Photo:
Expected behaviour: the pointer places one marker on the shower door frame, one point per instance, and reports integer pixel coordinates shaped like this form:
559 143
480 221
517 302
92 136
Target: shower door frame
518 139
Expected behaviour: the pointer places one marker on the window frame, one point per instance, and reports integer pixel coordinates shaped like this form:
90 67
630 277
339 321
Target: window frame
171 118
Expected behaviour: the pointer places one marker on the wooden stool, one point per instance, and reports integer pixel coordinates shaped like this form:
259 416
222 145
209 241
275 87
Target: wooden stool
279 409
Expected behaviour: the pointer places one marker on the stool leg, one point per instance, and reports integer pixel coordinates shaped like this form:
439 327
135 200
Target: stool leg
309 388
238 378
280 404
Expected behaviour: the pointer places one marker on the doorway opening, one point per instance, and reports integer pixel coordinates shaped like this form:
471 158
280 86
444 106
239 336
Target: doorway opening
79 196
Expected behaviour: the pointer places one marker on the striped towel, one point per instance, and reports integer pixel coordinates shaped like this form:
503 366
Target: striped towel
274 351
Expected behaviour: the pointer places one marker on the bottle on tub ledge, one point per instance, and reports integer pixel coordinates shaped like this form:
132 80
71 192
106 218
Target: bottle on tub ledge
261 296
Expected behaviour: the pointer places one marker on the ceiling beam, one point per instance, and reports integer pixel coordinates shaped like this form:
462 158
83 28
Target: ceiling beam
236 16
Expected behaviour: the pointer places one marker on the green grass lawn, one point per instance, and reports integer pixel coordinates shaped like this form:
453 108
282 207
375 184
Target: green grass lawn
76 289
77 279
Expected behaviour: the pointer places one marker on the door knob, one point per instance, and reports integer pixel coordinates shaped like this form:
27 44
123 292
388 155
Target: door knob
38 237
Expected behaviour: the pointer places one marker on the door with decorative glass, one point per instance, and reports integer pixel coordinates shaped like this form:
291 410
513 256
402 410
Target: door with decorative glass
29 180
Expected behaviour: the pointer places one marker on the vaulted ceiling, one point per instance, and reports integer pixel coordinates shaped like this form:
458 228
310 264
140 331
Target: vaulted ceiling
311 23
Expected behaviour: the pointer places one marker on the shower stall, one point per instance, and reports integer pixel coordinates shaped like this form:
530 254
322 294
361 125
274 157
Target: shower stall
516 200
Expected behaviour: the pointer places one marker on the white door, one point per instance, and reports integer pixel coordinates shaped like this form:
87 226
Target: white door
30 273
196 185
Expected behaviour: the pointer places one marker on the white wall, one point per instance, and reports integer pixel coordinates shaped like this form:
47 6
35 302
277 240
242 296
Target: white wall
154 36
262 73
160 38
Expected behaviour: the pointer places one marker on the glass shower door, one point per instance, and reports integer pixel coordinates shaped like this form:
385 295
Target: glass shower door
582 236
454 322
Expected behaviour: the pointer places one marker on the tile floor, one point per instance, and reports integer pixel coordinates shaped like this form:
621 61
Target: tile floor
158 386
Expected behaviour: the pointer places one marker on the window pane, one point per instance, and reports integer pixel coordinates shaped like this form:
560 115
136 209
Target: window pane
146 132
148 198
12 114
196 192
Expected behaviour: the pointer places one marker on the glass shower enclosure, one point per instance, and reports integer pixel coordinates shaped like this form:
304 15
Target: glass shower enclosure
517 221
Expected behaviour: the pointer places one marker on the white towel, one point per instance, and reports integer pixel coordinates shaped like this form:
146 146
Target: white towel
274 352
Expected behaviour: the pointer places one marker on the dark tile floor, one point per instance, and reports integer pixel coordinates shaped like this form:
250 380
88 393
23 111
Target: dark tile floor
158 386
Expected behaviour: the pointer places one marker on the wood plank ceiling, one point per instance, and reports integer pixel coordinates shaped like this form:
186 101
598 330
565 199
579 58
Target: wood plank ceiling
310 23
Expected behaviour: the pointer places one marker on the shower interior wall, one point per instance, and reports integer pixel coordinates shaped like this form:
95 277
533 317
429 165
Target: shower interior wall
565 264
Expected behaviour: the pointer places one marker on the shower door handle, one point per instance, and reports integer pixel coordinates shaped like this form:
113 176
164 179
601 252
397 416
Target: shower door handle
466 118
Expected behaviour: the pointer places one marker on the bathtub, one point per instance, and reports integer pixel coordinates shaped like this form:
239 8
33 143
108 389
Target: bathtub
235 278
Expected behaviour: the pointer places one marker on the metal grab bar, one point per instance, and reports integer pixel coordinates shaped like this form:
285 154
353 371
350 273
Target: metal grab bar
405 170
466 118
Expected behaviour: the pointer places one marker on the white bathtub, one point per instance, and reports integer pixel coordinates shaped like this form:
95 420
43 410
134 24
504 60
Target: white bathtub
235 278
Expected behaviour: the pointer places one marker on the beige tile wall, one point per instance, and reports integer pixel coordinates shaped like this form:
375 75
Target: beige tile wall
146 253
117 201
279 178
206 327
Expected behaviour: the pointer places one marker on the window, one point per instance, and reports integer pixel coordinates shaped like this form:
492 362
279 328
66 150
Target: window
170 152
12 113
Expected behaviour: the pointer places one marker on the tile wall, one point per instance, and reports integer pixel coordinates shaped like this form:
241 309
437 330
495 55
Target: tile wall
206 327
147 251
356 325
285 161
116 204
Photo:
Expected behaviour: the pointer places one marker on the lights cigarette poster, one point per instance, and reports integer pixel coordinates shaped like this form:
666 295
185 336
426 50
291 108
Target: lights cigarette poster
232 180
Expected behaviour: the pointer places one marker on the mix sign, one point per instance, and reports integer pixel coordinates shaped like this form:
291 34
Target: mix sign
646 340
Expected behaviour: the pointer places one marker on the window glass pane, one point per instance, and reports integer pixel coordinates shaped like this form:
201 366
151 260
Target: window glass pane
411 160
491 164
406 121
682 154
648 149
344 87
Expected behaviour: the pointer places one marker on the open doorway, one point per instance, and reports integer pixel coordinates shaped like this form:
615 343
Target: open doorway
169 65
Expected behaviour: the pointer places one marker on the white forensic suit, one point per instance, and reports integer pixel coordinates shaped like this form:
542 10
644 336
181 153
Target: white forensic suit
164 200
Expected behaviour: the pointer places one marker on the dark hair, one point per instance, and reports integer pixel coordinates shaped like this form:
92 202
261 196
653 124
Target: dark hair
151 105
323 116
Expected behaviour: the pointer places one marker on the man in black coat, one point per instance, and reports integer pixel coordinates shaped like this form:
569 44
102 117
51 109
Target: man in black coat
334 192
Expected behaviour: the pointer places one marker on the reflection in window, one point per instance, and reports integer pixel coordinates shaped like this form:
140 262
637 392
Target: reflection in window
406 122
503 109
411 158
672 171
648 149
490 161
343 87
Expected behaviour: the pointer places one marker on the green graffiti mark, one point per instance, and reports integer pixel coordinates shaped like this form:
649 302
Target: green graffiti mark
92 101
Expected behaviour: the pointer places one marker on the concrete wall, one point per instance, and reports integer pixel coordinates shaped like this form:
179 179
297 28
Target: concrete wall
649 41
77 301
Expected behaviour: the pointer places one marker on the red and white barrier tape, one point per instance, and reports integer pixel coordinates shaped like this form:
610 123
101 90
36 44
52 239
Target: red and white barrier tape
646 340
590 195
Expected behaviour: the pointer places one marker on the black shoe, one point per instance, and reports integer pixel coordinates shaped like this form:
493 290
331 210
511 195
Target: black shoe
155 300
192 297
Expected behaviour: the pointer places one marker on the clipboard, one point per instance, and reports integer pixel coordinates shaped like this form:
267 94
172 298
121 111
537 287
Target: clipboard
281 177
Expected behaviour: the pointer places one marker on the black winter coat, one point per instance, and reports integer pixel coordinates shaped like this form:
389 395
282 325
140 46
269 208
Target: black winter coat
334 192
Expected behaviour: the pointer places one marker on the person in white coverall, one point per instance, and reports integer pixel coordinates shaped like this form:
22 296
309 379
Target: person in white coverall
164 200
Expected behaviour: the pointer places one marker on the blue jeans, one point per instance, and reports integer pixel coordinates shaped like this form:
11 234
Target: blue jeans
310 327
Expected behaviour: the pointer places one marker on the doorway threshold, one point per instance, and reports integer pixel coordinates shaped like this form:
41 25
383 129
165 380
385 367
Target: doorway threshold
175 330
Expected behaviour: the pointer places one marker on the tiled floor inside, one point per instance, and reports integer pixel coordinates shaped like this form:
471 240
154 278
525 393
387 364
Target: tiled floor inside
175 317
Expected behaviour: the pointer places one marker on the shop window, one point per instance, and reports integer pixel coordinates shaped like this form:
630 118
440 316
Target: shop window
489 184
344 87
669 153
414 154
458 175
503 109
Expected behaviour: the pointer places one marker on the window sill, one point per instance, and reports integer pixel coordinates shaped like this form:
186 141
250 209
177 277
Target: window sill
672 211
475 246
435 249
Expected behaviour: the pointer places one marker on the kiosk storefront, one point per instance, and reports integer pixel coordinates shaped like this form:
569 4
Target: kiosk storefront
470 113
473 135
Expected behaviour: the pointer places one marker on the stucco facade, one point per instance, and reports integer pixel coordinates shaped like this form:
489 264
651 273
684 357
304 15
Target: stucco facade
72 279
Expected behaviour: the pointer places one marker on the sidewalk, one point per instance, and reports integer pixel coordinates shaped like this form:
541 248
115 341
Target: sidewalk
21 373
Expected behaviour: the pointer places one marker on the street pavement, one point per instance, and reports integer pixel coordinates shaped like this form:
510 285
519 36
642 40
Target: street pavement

-.-.-

**What is expected:** Your task is to return, exactly and on their own, the lines from the one containing "Expected behaviour: the pointer places one marker on the stucco" through the last line of the listing.

**Expected answer:**
Expected behaviour: the pointer places one marker on the stucco facade, one point per instance, and reports integer pixel coordinates shaped like this form:
489 264
651 273
684 357
304 15
Target: stucco facade
72 279
Expected behaviour: the pointer places one marker on the sidewalk, one point per instance, and reports integer pixel coordinates shaped like this form:
541 248
115 341
Target: sidewalk
21 373
Expected behaviour: the pointer places one marker on the street pavement, one point per instance, and reports integer pixel coordinates shaped like this form:
510 285
519 36
642 40
Target: street pavement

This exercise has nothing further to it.